Supplied text below:
We said good bye and we each headed out in different directions. I allowed Zuma to lead me deep into the country, I passed an absolutly wonderful town called Albion Valley which I highly recommend spending a weekend in. It looked like a yuppie oasis in the middle of cattle town. Aside from Annie’s Saloon, there was a wonderful welcoming cafĂ© (Sage Mountain Grill) and a hotel (Marsh Creek Inn) that looked pretty decent. This place certainly had potential. If I was not in a hurry to beat the rain and dark back to SLC, I would have tried this town for a cappuccino. My guess is they would know you don’t try to put a lid on one!

The town gave way to rolling hillsides and rocky outcrops scattered here and there. Apparently this place is known for its rocks. They have rock trails, and city’s of rocks and many public areas dedicated to the special rocks they grow in this part of the country. I kept driving.

The clouds got uglier, and just about the time I crossed back into Utah, I ran into some rain storms. It was hot, so I took the opportunity to take off my jacket and enjoy the down pour on the side of the road. I found a big rock (surprise – Utah has them too), and proceeded to get drenched in the warm showers. I ate a bag of Muncho Chips (they do not sell these in Alaska)! That brought back memories. I used to eat them all the time when I was in high school. I got back on my road and enjoyed the coolness my wet clothes and 60 miles an hour created when combined.

A good country road can be rated by its smells, the scenery, how many cars pass you per hour (the fewer the better), and the small communities you wind through. This drive had it all. I think I averaged about 1 car every 15 minutes. The last leg of the road, I did not pass a single car in over 45 minutes. I gave this road a 7 on the scale.

Eventually I ended up taking highway 83 as it winds past Golden Spike National Historic Site. I did not stop here because I have been there before, instead I kept to the main road. I passed what used to be called Morton-Thiokol. You remember them don’t you? How would it be to forever be labeled the company responsible for the space shuttle Challenger crash due to a faulty “O” ring?
http://www.onlineethics.org/cms/7050.aspx
Pretty bad I guess; they have changed the name of their outfit to ATK (but are still owned by Thiokol) to sound not so bad? Sort of like changing your name from Kentucky Fried Chicken to KFC? At any rate, ATK is still happily producing space parts in Utah at their very large and interesting compound – hopefully no faulty parts.
End of Supplied text.
=== Actions to take ===
1. List every criterion that the road-trip account gives for rating a good country road.
2. Copy the road-trip account word for word from "The town gave" to "I kept driving.".
3. Write the next part of the road-trip account, picking up after its last sentence.
Dataset excerpts below:
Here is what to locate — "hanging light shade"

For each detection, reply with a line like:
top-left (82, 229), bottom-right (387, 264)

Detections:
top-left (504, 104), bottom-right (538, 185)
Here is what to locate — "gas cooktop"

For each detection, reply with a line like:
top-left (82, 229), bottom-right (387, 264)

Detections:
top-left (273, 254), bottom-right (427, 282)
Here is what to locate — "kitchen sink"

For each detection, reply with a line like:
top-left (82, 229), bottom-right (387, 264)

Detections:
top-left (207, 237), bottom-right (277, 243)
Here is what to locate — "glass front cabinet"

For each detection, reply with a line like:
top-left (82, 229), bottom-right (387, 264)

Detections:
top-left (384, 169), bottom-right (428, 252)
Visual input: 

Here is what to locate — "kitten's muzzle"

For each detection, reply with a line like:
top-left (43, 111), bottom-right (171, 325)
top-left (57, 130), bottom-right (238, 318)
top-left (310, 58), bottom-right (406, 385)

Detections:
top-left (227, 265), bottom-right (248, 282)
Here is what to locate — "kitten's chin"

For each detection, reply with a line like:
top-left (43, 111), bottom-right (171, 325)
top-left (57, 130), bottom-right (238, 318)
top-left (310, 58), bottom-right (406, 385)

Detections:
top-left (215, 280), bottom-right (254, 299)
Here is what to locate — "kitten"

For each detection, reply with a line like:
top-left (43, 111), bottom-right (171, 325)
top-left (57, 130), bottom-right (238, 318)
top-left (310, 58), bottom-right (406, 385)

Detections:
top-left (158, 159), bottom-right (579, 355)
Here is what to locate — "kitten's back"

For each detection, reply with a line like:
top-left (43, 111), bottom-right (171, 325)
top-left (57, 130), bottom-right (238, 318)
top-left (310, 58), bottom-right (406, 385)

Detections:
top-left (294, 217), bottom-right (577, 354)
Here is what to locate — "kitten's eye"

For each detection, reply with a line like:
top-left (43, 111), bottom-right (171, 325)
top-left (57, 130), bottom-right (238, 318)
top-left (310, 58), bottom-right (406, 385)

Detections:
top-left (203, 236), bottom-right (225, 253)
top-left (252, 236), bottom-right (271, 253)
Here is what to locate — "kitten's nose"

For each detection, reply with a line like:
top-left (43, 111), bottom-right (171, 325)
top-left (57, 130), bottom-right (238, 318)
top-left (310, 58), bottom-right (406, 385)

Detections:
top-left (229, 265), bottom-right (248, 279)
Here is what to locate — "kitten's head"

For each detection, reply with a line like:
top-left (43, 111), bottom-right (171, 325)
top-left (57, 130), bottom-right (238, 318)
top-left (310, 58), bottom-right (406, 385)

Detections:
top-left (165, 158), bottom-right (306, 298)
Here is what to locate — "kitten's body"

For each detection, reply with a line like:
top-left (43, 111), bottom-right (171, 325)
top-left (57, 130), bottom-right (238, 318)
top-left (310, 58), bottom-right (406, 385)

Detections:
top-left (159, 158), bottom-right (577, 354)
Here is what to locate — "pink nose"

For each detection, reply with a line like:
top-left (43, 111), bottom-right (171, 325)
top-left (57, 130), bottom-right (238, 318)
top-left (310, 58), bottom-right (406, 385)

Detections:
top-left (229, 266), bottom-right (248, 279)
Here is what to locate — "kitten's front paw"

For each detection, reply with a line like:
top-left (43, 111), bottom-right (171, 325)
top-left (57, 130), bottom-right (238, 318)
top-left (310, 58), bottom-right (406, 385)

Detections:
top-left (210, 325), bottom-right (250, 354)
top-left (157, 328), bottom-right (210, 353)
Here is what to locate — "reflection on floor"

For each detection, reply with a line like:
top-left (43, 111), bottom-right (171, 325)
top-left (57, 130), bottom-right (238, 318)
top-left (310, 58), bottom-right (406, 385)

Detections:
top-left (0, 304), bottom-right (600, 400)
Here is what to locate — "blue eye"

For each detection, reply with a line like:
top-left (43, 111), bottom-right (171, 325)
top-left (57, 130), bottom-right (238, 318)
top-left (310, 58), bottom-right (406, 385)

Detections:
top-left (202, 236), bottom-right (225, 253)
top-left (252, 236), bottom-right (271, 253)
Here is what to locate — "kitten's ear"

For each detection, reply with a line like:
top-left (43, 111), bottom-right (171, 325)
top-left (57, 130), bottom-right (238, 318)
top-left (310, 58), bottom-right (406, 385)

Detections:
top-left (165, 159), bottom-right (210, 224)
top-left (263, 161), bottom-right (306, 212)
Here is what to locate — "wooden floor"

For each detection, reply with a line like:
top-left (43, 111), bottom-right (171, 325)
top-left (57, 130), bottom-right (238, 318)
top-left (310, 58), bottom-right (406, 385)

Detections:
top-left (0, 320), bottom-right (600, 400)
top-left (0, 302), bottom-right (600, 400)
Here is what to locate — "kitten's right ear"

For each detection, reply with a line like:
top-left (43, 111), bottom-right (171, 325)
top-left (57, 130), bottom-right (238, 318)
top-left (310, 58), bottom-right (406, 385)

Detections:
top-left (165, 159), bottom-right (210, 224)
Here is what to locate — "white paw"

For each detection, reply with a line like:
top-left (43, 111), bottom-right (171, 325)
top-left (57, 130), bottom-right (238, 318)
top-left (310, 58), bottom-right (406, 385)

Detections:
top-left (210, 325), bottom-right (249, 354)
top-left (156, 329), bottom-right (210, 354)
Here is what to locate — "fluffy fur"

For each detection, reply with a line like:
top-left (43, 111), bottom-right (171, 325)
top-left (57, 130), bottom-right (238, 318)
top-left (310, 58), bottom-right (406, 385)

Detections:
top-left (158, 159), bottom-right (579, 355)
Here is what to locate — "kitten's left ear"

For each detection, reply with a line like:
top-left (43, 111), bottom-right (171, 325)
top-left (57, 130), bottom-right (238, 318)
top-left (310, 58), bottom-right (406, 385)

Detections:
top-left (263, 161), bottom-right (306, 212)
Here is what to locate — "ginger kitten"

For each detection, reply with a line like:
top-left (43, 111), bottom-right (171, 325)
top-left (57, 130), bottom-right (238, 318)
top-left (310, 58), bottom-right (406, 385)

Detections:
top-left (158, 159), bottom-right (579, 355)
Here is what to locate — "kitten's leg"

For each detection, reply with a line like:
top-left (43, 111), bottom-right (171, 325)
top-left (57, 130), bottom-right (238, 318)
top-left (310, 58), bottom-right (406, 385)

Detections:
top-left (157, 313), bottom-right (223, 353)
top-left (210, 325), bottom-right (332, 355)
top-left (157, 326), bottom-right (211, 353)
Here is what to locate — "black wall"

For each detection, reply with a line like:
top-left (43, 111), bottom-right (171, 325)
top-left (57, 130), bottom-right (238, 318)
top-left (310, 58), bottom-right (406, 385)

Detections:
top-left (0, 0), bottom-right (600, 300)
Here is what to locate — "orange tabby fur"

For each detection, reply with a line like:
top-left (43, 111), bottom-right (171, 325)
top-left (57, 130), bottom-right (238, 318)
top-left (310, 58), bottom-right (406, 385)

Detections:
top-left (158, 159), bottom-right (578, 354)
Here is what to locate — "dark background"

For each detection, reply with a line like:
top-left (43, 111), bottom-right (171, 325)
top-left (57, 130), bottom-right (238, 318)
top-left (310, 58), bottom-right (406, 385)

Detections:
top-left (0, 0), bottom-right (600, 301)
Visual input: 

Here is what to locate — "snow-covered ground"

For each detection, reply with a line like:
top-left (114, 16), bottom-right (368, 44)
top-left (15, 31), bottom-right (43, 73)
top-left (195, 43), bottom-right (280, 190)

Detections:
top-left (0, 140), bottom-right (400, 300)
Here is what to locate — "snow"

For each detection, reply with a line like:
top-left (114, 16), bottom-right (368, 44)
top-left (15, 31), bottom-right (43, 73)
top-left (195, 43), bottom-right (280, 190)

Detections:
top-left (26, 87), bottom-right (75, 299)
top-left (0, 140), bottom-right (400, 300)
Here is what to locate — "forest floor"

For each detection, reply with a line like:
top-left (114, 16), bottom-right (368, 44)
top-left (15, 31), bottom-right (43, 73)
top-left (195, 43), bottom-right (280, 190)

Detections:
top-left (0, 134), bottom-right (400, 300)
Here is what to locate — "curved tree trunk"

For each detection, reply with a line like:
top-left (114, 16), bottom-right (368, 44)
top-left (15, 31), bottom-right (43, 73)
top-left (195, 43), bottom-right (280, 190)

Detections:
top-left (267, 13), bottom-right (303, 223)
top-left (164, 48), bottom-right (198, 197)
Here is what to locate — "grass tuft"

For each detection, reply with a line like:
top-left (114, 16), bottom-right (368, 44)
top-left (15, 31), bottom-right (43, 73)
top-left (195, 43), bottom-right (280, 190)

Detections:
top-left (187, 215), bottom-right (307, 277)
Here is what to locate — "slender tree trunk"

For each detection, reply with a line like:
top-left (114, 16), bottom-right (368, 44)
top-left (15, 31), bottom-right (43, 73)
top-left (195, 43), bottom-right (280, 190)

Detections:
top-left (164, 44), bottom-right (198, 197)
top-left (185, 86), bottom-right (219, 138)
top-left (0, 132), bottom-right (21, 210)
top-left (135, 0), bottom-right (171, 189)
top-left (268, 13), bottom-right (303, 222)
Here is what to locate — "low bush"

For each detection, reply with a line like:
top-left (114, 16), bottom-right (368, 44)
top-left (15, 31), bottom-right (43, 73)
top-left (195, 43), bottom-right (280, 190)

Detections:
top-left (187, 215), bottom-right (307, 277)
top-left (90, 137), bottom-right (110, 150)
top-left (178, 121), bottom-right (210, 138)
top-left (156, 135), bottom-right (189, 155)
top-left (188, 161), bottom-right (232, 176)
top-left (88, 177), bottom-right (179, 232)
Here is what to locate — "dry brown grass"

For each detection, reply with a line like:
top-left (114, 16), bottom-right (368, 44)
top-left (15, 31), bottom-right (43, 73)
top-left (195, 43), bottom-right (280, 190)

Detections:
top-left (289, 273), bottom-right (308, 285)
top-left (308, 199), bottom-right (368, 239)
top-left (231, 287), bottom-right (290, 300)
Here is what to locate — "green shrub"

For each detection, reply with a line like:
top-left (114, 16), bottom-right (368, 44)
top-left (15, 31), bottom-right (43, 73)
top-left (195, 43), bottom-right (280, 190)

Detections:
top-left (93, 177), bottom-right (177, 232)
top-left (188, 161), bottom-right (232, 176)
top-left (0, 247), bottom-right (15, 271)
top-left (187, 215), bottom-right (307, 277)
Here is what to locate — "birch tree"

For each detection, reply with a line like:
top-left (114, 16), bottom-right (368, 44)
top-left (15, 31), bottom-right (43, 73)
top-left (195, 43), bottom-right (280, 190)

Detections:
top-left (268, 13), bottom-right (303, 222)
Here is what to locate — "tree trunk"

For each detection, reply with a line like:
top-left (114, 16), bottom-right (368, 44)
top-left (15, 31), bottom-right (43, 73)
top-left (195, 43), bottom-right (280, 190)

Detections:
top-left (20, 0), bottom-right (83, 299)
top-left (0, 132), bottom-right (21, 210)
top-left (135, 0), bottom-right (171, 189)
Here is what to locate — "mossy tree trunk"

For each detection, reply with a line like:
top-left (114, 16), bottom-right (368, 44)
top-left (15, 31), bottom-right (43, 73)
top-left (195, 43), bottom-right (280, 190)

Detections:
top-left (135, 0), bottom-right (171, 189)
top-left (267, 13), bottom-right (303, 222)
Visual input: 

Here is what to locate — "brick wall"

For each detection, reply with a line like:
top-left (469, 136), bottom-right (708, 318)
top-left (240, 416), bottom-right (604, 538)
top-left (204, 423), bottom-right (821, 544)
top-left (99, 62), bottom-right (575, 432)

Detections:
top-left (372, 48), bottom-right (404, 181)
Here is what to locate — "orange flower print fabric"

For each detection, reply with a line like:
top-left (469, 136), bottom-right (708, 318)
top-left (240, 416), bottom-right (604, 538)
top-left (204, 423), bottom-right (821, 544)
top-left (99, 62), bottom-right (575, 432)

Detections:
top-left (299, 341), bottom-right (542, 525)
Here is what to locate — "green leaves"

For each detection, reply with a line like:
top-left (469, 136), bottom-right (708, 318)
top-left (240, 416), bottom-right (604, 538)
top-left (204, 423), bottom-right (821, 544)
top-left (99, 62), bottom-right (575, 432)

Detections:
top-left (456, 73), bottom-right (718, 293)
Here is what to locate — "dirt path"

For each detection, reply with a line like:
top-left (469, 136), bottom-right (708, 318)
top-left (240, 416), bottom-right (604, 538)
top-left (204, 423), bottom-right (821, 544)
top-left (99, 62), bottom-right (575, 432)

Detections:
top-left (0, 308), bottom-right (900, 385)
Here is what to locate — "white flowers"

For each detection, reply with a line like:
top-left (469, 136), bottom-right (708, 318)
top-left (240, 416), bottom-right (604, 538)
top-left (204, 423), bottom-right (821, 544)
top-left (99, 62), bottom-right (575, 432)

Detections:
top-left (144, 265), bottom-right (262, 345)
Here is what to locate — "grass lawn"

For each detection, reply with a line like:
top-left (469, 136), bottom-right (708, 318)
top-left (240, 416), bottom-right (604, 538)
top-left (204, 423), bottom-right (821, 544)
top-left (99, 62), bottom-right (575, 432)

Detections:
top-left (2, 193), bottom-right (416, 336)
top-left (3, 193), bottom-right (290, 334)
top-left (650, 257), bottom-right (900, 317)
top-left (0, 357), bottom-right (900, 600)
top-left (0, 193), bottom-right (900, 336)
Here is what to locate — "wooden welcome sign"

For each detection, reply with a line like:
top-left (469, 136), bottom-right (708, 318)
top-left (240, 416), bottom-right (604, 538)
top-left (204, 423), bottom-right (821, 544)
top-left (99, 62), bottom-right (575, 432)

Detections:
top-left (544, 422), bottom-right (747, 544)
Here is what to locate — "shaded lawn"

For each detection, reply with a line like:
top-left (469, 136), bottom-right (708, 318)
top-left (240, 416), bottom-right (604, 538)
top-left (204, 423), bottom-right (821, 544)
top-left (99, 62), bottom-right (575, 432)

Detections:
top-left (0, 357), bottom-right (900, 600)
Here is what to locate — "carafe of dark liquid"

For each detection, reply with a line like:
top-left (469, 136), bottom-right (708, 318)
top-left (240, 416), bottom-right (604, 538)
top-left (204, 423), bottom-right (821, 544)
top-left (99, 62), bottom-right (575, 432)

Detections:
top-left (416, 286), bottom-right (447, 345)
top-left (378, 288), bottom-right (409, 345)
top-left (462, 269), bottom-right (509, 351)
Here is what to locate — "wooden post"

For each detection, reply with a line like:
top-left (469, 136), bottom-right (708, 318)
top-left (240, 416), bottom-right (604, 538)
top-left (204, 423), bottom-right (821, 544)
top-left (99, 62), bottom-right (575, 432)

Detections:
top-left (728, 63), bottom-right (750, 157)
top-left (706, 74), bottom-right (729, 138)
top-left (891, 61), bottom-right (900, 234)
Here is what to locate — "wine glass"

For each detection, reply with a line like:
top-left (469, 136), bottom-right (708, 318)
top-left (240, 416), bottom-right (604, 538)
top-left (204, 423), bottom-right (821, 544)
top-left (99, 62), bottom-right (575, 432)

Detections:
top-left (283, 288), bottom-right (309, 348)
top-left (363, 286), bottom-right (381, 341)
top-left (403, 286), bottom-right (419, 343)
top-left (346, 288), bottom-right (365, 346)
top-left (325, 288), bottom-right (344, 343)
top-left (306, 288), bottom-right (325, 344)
End of Dataset excerpts.
=== Written answers ===
1.
- Its smells
- The scenery
- How many cars pass you per hour (the fewer the better)
- The small communities you wind through

2.
The town gave way to rolling hillsides and rocky outcrops scattered here and there. Apparently this place is known for its rocks. They have rock trails, and city’s of rocks and many public areas dedicated to the special rocks they grow in this part of the country. I kept driving.

3.
Blind Chihuahua Scriptorium – Conflicts in Capitalism
http://www.dogchurch.org/scriptorium/Leviathan.htm

The compound is really kind of scary looking. It spreads for miles with lots of buildings which look suspiciously close to underground bunkers that store dangerous stuff. They look spaced out enough to dampen the effect – say one should blow – and they are very much separated from what appear to be the main buildings and processing plants. Amongst the bunker-like buildings there were a ton of cows grazing… or perhaps Morton Thio-kows. I had an image of cows being launched into space and mooing as it was occurring. I think it may have been to hot and I was starting to feel the effects. I wonder if these thigh-kows are genetically engineered to produce better tasting meat/milk? The grass they were nibbling on was certainly greener!

I made it back to Salt Lake City by dark. Whew! I can certainly say… I sampled no class in Idaho, but suspect Albion Valley needs a second chance!

Patty and Jaz left New York, and according to the GPS are in the Chicago area. Michael and Gene got lost in the desert, and Gene ran out of gas (Harley’s don’t get as good gas mileage as BMW’s). This resulted in a 70 mile RT voyage for Michael to track down gas and bring back to Gene. They ended up finally making it to Carson City, NV. They made it to Eureka last and should be in Salt Lake City late tomorrow.

I am hoping to take off to Montana on Thursday morning, depending on repairs/additions to my motorcycle. I have a meeting set for Monday with staff at Glacier National Park!

If Patty and Jaz are a little slower, I am hoping to connect with them at that point.


No more fautly rings, but tasty thigh-kows to grill!